[Start]

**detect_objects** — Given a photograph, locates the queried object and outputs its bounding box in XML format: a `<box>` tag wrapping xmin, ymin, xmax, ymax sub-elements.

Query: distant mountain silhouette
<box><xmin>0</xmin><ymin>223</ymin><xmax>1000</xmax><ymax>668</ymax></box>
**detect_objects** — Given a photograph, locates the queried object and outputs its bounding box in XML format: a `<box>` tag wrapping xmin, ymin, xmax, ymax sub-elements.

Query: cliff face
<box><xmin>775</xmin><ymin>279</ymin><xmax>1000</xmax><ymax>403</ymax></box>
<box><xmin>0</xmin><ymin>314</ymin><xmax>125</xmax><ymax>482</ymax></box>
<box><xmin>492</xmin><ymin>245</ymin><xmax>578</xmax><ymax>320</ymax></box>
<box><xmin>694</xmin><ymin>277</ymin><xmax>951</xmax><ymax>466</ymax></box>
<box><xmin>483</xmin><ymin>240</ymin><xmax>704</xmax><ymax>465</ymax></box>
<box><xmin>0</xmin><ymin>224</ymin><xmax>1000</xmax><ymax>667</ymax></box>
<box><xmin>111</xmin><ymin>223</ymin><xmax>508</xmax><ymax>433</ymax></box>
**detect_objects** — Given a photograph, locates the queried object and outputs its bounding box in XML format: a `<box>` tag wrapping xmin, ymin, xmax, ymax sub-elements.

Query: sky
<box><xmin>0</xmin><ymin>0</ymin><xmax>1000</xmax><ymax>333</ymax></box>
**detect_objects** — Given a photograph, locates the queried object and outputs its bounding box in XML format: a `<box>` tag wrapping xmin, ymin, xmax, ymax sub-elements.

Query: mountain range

[End]

— The request —
Reproduce all of the material above word for word, from its first line through its last.

— Exercise solution —
**detect_objects** — Given a photograph, locates the queried object and outputs its bounding box in XML format: a `<box>` tag wrapping xmin, ymin, xmax, ymax sub-elements.

Query: distant mountain silhouette
<box><xmin>0</xmin><ymin>223</ymin><xmax>1000</xmax><ymax>668</ymax></box>
**detect_objects** — Given a photograph, locates the queried object and outputs its bounding box in XML format: a `<box>` tag wrapping xmin, ymin, xmax, ymax sub-elements.

Query: cliff face
<box><xmin>775</xmin><ymin>279</ymin><xmax>1000</xmax><ymax>403</ymax></box>
<box><xmin>0</xmin><ymin>314</ymin><xmax>125</xmax><ymax>482</ymax></box>
<box><xmin>492</xmin><ymin>245</ymin><xmax>578</xmax><ymax>320</ymax></box>
<box><xmin>694</xmin><ymin>277</ymin><xmax>951</xmax><ymax>466</ymax></box>
<box><xmin>483</xmin><ymin>240</ymin><xmax>704</xmax><ymax>465</ymax></box>
<box><xmin>0</xmin><ymin>224</ymin><xmax>1000</xmax><ymax>667</ymax></box>
<box><xmin>111</xmin><ymin>223</ymin><xmax>508</xmax><ymax>433</ymax></box>
**detect_objects** — Given a photograph, locates the queried object and outputs its bounding box in XML format: a `<box>` tag wrapping xmin, ymin, xmax, ymax sub-elements.

Query: sky
<box><xmin>0</xmin><ymin>0</ymin><xmax>1000</xmax><ymax>333</ymax></box>
**detect_objects** — Given a photograph, locates the queried object and outputs its bounding box in XML format: a `<box>` tag wrapping xmin, ymin, xmax, ymax sub-elements.

Query: mountain range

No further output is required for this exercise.